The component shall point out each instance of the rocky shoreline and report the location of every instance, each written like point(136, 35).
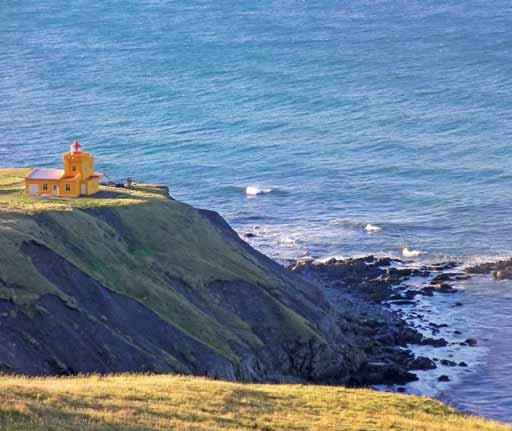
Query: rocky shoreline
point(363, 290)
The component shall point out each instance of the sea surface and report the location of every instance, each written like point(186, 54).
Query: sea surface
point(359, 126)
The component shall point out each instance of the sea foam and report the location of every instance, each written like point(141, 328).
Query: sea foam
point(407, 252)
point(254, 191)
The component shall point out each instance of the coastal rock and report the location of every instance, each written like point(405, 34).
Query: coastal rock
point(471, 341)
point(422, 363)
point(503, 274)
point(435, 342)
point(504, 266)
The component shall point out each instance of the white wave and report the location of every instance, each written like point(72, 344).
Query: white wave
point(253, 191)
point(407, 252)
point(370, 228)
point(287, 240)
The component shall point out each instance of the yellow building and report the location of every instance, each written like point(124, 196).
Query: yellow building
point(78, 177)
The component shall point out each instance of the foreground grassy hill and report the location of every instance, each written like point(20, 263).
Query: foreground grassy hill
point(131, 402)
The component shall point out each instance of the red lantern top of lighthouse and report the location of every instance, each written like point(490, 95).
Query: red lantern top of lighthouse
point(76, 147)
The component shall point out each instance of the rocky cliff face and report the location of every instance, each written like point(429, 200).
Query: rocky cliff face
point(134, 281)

==

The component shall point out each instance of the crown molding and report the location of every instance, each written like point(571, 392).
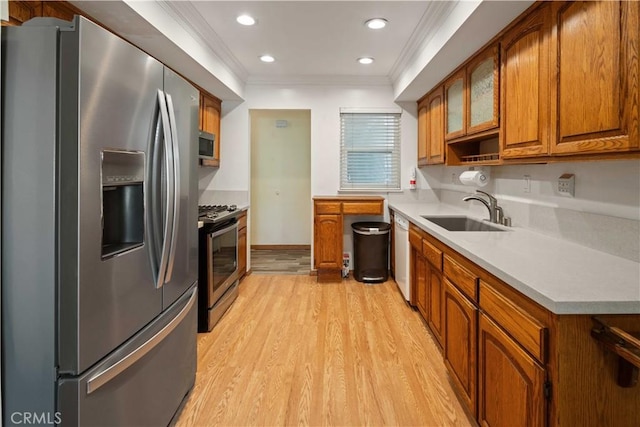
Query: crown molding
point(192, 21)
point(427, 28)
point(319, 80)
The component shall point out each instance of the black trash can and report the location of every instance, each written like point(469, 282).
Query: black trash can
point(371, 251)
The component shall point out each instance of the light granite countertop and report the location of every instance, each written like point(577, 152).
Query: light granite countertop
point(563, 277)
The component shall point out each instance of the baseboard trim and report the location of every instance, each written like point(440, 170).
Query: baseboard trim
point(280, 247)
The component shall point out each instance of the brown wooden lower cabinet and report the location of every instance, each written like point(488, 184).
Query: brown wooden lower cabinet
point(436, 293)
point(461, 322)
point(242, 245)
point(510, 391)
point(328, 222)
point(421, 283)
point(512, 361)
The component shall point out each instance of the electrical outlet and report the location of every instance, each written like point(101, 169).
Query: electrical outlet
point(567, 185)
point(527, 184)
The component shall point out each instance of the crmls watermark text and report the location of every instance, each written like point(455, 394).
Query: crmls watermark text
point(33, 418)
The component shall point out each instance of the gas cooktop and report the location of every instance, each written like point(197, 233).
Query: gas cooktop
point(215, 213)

---

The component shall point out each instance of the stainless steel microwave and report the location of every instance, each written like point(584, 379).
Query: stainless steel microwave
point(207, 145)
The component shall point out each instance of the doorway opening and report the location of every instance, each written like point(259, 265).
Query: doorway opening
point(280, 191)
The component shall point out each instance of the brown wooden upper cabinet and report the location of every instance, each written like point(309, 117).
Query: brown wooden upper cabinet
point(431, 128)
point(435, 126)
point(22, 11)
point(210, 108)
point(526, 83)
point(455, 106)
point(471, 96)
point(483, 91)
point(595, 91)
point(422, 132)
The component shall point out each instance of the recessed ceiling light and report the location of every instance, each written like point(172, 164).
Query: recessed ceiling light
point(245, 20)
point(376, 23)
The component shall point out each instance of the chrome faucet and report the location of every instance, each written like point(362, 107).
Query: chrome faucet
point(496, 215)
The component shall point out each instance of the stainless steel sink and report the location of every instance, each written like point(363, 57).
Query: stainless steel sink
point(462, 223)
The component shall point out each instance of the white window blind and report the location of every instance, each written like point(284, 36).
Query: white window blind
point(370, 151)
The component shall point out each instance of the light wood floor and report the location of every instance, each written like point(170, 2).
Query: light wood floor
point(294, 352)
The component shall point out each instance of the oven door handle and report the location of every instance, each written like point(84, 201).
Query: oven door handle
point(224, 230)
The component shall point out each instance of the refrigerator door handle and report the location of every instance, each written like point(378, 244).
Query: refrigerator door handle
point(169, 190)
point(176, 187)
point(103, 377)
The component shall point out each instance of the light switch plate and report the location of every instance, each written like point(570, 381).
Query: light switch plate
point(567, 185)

■ TRY IT ■
Copy the lines above exactly, beginning at the line that has "Query: recessed ceiling light" and stopping after the line that has "The component shall point out each instance of the oven", and omit the rest.

■ EXERCISE SOLUTION ■
Query: recessed ceiling light
point(245, 20)
point(376, 23)
The component shall point out each instance of the chrome faucet and report the location of every instance, each written like point(362, 107).
Query: chrome faucet
point(496, 215)
The component shall point out each instance of the stainless steel sink and report the location of every instance, each written like point(363, 57).
Query: stainless steel sink
point(462, 223)
The component shall point out each instance of the white window blind and report the location of every instance, each written like point(284, 36).
Query: white window blind
point(370, 151)
The component shall point out each instance of the light wood floor and report the location of every instance, each written like point(170, 2).
Query: light wood floor
point(294, 352)
The component shall point out each instance of the oven door handle and report the location of every instance, each written like point(84, 201).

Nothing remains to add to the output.